====== Provided material
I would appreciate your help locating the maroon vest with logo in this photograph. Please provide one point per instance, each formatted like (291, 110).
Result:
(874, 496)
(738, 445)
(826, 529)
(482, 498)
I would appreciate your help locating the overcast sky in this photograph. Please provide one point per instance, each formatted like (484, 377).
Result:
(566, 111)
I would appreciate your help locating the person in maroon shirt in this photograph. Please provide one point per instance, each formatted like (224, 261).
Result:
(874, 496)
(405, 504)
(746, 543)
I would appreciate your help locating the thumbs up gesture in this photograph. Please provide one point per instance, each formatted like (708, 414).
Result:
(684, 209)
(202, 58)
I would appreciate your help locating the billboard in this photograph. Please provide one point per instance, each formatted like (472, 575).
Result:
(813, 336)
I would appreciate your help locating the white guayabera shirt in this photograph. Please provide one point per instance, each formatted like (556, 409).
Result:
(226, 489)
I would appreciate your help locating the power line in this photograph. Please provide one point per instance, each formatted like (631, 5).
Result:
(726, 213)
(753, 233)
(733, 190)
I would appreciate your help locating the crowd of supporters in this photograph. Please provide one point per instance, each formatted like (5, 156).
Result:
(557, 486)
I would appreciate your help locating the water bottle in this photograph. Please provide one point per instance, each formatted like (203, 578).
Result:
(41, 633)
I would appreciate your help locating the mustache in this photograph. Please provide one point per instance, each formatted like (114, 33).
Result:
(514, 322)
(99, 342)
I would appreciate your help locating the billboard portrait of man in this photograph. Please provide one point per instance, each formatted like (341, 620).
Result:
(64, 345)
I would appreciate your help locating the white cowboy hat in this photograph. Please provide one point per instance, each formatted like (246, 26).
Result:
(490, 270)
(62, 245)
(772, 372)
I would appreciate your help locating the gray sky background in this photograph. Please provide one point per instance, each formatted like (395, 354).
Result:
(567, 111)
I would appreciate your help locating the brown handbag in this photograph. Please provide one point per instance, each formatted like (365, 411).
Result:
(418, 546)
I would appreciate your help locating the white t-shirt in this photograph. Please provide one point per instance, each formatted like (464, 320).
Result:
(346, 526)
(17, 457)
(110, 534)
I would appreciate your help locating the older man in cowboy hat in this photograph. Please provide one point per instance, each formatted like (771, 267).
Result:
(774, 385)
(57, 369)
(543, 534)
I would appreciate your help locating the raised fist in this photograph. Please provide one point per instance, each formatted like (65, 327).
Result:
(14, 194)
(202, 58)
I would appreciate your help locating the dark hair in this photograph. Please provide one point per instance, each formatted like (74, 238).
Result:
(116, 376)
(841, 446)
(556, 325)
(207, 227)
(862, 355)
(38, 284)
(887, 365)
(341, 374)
============
Copy exactly the lines from the one containing "I would appreciate your help locating the brown" through the last line of the records, both included, and nothing else.

**Task solution:**
I would appreciate your help locating the brown handbag in this photograph. Please provide one point per instance, each formatted like (365, 411).
Result:
(418, 546)
I would appreciate your help locating the white t-shirt in this photograph. Please provide one point per instance, each formatted like (464, 320).
Result:
(346, 526)
(17, 457)
(110, 534)
I would appreciate your help locating the older man in cowboy hat in this photograph. Please provide one point per instance, each formatted like (771, 267).
Result:
(774, 385)
(57, 369)
(543, 534)
I would appreciate your help locating the raised fist in this photograph. Please provide one point per instance, each formatted like (65, 327).
Result:
(14, 194)
(202, 58)
I would appreciate your help locating the dark hair in this photograph. Please provide one point per instance, each formatted like (74, 238).
Result:
(116, 376)
(841, 446)
(556, 325)
(207, 227)
(862, 355)
(38, 284)
(887, 365)
(341, 374)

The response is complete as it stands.